Aim of the task
Extract every line below that contains the word "fingers", and copy each one out in full. Case counts.

Exercise materials

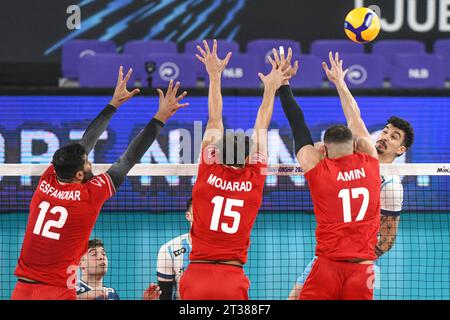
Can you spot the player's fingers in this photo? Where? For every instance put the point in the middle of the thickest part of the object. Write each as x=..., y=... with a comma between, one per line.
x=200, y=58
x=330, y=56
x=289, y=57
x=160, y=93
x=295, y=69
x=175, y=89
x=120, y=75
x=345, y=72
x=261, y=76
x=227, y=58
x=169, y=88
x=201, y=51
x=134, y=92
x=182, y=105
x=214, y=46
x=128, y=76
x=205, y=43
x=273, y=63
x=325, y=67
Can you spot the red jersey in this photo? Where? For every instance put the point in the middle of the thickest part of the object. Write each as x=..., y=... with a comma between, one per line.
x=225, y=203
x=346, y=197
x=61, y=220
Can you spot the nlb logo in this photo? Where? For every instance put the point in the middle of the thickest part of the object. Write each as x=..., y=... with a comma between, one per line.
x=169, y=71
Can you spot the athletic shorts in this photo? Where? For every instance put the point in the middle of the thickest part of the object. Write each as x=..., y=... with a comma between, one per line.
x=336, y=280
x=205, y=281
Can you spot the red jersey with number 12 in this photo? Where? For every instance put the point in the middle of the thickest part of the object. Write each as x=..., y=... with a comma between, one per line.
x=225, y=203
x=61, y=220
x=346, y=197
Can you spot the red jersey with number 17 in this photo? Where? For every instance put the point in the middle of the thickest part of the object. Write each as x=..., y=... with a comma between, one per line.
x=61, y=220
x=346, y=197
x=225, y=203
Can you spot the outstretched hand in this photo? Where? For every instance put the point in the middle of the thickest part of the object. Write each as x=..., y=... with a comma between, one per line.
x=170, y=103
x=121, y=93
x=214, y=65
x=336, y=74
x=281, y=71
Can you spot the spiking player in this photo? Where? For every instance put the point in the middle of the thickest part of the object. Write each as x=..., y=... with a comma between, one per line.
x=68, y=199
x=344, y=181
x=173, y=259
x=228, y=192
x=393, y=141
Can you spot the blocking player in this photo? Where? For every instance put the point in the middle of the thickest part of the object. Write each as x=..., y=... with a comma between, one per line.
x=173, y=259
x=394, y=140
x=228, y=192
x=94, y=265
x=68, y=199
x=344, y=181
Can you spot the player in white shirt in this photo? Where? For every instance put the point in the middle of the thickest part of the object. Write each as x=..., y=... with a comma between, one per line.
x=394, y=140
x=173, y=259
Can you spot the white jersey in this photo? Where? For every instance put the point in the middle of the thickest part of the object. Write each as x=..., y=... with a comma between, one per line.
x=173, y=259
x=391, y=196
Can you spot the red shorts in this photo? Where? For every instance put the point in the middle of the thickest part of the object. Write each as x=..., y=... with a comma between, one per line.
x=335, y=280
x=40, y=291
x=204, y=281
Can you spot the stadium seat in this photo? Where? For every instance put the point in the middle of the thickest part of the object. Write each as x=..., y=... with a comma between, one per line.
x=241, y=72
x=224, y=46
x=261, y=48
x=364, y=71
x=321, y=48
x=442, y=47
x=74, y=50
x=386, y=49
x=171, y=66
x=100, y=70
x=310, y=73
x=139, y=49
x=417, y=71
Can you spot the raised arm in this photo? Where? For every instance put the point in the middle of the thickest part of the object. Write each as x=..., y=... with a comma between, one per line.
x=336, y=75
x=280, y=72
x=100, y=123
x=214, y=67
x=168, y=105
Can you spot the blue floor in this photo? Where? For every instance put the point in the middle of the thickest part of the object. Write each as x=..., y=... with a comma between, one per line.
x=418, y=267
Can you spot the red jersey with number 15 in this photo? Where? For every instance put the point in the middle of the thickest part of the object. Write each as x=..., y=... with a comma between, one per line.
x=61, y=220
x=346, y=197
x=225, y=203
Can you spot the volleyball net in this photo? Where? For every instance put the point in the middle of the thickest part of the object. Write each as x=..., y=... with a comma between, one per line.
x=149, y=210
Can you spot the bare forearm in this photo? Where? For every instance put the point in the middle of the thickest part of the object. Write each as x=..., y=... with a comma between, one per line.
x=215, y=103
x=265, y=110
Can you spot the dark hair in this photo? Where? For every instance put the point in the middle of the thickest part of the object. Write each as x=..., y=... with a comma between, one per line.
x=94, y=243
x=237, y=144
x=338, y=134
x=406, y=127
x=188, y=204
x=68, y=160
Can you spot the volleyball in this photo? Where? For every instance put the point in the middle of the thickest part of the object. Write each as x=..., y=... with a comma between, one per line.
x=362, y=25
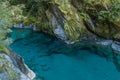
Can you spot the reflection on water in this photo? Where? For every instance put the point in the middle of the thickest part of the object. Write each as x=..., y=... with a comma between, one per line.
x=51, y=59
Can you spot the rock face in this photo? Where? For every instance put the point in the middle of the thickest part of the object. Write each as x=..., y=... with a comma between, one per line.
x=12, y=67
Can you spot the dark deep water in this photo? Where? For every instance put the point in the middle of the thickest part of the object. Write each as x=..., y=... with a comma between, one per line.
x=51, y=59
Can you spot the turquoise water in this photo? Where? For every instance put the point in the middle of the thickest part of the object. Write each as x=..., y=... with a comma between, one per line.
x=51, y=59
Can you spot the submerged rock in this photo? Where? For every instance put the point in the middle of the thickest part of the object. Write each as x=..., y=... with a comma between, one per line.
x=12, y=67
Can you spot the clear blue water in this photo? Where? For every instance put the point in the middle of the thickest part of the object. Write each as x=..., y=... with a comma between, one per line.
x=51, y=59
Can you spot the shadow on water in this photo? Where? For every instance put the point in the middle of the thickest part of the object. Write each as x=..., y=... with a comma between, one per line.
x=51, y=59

* * *

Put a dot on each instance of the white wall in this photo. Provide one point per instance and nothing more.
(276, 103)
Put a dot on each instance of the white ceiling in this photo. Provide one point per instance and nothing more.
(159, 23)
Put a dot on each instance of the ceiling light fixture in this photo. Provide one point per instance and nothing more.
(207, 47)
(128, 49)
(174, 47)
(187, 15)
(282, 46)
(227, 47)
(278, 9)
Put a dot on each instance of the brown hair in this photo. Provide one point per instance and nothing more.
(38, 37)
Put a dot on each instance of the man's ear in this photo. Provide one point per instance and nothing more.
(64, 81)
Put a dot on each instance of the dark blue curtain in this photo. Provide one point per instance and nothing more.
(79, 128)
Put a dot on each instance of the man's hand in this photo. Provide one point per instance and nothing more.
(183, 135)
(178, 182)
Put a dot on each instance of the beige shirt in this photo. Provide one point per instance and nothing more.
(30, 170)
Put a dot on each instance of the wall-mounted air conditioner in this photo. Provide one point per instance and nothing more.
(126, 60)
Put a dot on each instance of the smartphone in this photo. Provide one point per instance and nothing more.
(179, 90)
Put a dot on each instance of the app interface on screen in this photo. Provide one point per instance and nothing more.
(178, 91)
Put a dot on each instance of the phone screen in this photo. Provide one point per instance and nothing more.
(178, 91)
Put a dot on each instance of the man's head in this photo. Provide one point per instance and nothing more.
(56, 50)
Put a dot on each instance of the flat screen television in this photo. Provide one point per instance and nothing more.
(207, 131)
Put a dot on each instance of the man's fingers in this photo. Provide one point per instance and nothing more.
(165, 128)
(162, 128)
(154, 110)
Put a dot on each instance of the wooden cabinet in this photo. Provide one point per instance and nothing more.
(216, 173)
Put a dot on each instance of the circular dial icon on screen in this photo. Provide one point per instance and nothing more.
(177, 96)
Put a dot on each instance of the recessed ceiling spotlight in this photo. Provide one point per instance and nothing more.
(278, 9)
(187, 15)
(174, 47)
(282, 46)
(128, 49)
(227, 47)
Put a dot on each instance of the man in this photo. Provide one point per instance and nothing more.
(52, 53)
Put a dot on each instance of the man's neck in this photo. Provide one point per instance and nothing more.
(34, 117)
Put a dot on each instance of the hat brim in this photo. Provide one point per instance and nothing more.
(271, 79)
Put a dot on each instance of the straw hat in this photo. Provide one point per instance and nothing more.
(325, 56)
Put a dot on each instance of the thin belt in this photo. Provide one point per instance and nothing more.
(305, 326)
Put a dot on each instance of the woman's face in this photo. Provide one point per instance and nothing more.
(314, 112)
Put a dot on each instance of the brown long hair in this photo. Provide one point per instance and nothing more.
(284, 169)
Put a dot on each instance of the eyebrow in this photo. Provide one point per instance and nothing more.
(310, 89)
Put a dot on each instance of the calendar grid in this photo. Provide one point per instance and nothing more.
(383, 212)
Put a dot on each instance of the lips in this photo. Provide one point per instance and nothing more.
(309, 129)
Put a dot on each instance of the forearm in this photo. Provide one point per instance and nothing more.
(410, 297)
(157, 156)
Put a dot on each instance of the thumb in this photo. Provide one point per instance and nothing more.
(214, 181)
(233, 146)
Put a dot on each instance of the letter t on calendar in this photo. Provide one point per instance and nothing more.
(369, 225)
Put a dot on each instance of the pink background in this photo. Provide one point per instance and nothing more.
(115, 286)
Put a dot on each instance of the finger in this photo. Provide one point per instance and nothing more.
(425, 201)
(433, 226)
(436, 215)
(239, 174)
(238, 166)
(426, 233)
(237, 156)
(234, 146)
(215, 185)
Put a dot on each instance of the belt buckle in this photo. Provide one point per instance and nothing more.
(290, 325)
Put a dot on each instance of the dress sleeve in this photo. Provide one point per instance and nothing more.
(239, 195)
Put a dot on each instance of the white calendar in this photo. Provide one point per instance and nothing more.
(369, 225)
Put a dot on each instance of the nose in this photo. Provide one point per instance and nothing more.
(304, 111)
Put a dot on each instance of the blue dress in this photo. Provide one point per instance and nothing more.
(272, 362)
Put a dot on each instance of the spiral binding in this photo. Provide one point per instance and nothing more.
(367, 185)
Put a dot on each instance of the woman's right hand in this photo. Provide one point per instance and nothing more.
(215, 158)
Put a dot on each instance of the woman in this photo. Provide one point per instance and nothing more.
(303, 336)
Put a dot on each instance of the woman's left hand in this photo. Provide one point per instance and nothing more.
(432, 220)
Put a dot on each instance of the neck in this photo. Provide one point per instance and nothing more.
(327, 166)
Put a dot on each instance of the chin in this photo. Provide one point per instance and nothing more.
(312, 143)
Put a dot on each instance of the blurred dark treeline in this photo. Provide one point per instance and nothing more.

==

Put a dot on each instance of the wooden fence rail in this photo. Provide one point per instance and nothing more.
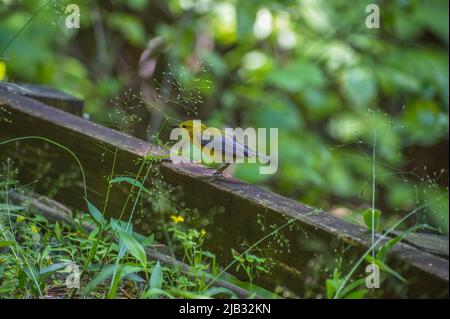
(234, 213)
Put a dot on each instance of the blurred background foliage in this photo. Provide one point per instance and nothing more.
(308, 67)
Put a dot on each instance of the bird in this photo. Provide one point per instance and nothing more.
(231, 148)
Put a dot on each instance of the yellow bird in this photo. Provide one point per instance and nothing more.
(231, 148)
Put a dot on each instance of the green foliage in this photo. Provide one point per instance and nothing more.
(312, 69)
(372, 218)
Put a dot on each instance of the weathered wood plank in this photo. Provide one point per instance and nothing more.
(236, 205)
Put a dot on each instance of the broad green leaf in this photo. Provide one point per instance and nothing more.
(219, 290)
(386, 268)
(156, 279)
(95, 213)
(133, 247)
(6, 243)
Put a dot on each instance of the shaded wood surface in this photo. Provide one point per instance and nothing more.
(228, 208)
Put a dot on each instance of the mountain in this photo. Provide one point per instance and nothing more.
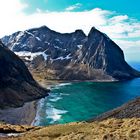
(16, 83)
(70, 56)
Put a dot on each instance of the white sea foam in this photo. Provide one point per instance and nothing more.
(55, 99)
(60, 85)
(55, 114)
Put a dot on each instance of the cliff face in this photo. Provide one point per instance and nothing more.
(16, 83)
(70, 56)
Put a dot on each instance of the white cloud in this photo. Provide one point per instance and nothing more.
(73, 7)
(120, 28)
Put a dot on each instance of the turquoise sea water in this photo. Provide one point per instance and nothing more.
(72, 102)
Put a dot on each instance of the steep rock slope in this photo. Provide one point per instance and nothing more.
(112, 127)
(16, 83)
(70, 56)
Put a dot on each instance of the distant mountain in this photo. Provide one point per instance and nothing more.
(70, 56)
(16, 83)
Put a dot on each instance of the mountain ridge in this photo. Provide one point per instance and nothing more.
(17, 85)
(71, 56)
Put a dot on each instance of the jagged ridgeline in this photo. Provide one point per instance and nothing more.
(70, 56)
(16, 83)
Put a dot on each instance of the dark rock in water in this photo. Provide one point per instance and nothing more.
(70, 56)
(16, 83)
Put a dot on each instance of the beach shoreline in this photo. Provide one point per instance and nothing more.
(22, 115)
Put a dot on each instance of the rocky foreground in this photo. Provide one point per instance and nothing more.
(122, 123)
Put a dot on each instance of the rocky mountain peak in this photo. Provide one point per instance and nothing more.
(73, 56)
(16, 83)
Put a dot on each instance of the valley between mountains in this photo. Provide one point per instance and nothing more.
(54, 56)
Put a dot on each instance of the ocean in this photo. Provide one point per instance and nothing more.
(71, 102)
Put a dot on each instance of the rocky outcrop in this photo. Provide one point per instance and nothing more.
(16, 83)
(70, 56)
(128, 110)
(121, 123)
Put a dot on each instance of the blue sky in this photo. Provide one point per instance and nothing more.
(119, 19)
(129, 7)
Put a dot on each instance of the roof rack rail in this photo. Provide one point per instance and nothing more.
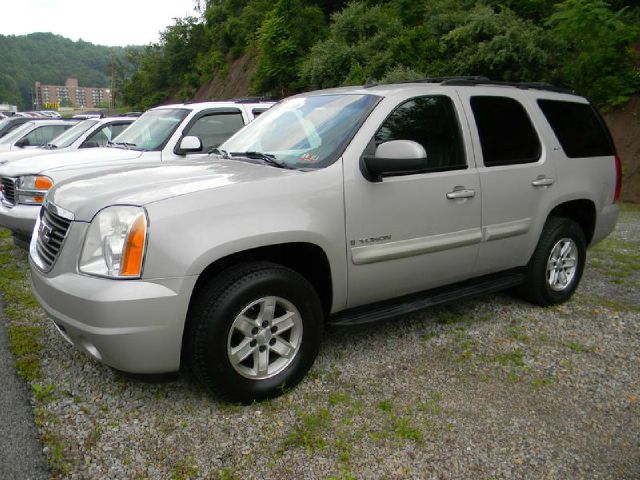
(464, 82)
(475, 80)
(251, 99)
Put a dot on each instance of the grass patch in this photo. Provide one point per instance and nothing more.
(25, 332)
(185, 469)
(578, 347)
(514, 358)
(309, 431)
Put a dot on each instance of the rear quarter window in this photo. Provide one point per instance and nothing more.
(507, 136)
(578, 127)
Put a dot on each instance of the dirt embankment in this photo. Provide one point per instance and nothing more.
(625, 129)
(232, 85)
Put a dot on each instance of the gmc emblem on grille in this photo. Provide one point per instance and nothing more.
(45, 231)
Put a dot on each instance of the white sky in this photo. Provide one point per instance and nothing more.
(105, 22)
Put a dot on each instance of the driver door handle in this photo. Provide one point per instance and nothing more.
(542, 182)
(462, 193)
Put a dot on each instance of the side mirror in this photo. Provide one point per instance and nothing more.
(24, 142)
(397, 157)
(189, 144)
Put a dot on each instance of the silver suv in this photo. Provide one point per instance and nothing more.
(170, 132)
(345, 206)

Problem solution
Can you spot the player's fingers in this photo? Where? For every instance put the point in the middle of the thickest part of the object. Write each as x=..., y=... with a comma between, one per line.
Put a dot on each instance of the man's fingers in this photo. Provide one point per instance and nothing more.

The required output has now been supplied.